▶ Task to carry out: Gather every line of the entries below that contains the string "cloud", and copy each such line. Case counts.

▶ Supplied information:

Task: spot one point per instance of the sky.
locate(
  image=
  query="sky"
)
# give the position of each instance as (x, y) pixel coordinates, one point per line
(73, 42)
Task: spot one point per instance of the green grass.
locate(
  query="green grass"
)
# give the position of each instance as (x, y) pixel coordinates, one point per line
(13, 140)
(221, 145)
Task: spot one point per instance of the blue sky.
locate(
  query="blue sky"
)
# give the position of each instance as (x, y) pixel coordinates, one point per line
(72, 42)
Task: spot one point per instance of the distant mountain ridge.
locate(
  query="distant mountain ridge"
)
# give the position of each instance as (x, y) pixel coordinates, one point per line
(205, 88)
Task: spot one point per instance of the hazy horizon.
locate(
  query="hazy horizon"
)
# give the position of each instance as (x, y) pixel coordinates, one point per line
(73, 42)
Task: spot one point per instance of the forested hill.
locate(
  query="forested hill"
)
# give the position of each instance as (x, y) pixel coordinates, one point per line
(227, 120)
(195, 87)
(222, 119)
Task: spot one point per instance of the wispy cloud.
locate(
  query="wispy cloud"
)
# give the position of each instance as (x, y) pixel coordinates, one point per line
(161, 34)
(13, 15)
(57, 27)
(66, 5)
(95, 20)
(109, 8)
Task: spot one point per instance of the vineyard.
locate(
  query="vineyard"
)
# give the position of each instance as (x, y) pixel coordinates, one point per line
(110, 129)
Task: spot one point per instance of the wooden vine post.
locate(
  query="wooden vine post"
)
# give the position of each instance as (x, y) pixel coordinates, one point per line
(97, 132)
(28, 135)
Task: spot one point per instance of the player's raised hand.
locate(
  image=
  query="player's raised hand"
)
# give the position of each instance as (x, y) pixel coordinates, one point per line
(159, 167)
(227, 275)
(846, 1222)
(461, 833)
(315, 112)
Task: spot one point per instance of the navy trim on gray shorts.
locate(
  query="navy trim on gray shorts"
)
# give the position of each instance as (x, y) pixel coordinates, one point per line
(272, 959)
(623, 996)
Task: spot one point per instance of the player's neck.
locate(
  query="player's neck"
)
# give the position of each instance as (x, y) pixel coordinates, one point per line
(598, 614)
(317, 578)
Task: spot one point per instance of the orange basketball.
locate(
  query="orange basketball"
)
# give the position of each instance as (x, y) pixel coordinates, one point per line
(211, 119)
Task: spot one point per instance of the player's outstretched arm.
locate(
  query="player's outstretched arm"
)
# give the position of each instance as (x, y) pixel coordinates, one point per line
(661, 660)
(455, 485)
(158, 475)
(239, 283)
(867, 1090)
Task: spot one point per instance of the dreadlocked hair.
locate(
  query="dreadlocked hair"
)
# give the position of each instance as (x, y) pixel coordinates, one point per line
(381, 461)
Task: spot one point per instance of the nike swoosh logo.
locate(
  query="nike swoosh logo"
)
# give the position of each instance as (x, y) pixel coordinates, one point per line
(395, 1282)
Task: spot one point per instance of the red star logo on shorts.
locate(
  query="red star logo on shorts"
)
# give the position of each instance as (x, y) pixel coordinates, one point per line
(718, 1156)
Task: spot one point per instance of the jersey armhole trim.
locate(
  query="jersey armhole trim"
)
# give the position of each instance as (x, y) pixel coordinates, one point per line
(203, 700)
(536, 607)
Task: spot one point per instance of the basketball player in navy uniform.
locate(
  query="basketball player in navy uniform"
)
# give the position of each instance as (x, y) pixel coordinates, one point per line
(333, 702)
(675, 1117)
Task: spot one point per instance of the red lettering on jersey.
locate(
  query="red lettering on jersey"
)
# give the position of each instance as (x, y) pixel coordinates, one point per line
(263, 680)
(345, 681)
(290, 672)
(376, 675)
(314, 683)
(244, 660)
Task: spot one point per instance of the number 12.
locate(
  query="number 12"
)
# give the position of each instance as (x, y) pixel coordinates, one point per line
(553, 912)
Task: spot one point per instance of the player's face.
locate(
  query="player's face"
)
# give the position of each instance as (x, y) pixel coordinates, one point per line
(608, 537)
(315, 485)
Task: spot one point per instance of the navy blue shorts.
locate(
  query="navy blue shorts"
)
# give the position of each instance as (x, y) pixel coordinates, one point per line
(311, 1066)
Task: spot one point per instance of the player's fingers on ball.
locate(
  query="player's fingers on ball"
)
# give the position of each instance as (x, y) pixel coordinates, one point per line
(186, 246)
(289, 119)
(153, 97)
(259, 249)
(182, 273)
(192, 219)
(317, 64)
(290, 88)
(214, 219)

--

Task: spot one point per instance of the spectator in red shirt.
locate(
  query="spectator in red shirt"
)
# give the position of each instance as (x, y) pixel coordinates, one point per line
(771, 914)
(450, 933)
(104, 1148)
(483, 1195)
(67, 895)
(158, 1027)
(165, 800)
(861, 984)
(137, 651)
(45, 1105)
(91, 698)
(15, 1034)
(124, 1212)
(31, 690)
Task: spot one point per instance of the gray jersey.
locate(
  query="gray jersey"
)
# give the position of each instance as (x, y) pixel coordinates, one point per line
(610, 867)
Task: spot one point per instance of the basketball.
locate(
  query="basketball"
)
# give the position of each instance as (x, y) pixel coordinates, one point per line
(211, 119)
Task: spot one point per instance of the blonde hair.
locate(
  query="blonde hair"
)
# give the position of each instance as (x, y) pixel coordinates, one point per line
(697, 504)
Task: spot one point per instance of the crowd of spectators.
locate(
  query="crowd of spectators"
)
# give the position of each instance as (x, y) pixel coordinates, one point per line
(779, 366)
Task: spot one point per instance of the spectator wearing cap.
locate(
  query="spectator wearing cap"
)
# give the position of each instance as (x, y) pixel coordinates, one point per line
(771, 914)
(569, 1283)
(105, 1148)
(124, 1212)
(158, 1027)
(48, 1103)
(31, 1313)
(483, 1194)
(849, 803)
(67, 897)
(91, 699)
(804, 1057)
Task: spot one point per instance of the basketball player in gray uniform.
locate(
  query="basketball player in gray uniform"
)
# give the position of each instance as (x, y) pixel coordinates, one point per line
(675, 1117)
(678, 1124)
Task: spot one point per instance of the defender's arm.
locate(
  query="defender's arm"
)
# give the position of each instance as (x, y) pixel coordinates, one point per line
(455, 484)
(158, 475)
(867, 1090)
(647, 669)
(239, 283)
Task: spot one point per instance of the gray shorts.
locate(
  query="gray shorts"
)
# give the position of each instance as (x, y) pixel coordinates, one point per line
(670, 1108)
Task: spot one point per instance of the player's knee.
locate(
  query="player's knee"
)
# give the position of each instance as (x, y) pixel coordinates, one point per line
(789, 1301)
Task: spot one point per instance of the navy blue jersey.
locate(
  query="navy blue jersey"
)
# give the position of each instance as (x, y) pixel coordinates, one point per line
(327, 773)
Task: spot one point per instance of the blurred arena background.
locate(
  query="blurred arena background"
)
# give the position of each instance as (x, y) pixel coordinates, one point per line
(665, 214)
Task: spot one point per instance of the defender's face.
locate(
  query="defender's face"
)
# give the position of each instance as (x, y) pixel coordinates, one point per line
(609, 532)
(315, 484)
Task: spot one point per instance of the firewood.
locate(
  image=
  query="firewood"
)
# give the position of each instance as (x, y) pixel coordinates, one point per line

▶ Task response:
Task: spot one point per instance of the wispy cloud.
  query="wispy cloud"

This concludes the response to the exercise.